## Your objective:
Transcribe everything from "Does that mean" down to "all persons equally?" in the passage below about whether God loves everyone.

Does that mean God loves everyone?
What does John mean by “the world”? As terra firma, it represents Creation. It is also the order of things around the globe. And it refers to Earth’s inhabitants.
The Bible says God is “no respecter of persons.” Does He love all persons equally?
Such a huge concept makes us wonder, “But what about the people who…?” We think of some who don’t believe in a loving God. Or they think they’re fine without Him. Or shame convinces them God only loves the “nice people.” Or their perception of exclusiveness or hypocrisy in churches keeps them away.
Suspicion that God does not love everyone prevents people from trusting Him. Scriptures describe a very different God. He is protective, merciful, gracious, wise, mighty, just, holy, pure, true and faithful. Along with God’s mercy comes discipline. Both are expressions of love because “the Lord disciplines those He loves, as a father the son he delights in.”
GOD’S NATURE
God described His nature to Moses: “The Lord, the Lord God, merciful and gracious, longsuffering, and abounding in goodness and truth, keeping mercy for thousands, forgiving iniquity and transgression and sin, by no means clearing the guilty, visiting the iniquity of the fathers upon the children and the children’s children to the third and the fourth generation” (Exodus 34:6-7).

## Provided data:
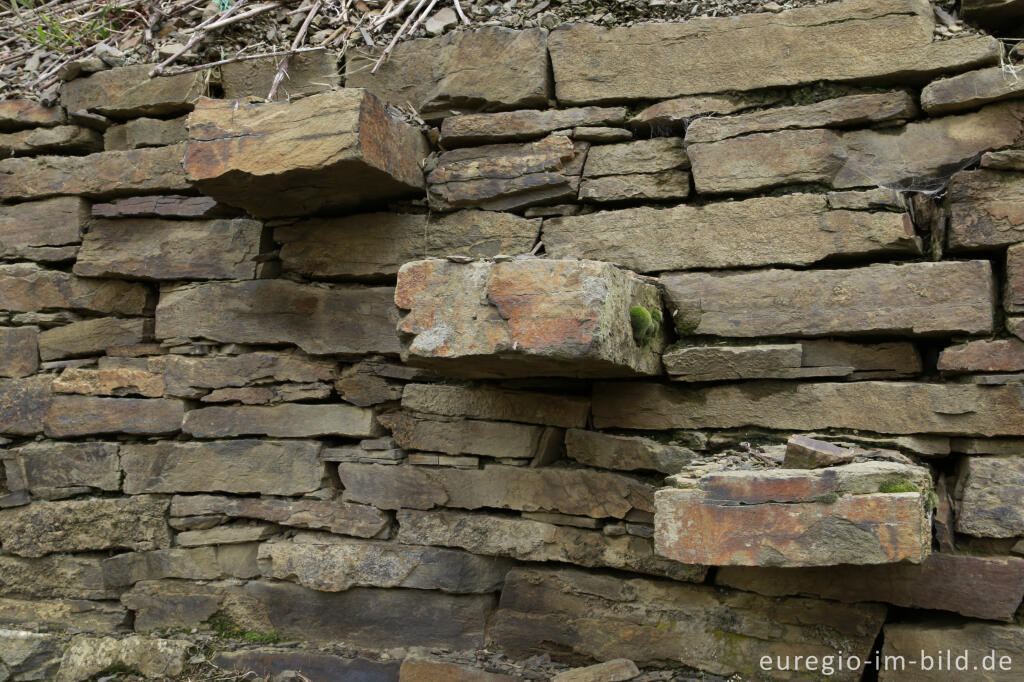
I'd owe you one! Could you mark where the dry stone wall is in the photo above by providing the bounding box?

## Solution to this exercise:
Does that mean God loves everyone?
What does John mean by “the world”? As terra firma, it represents Creation. It is also the order of things around the globe. And it refers to Earth’s inhabitants.
The Bible says God is “no respecter of persons.” Does He love all persons equally?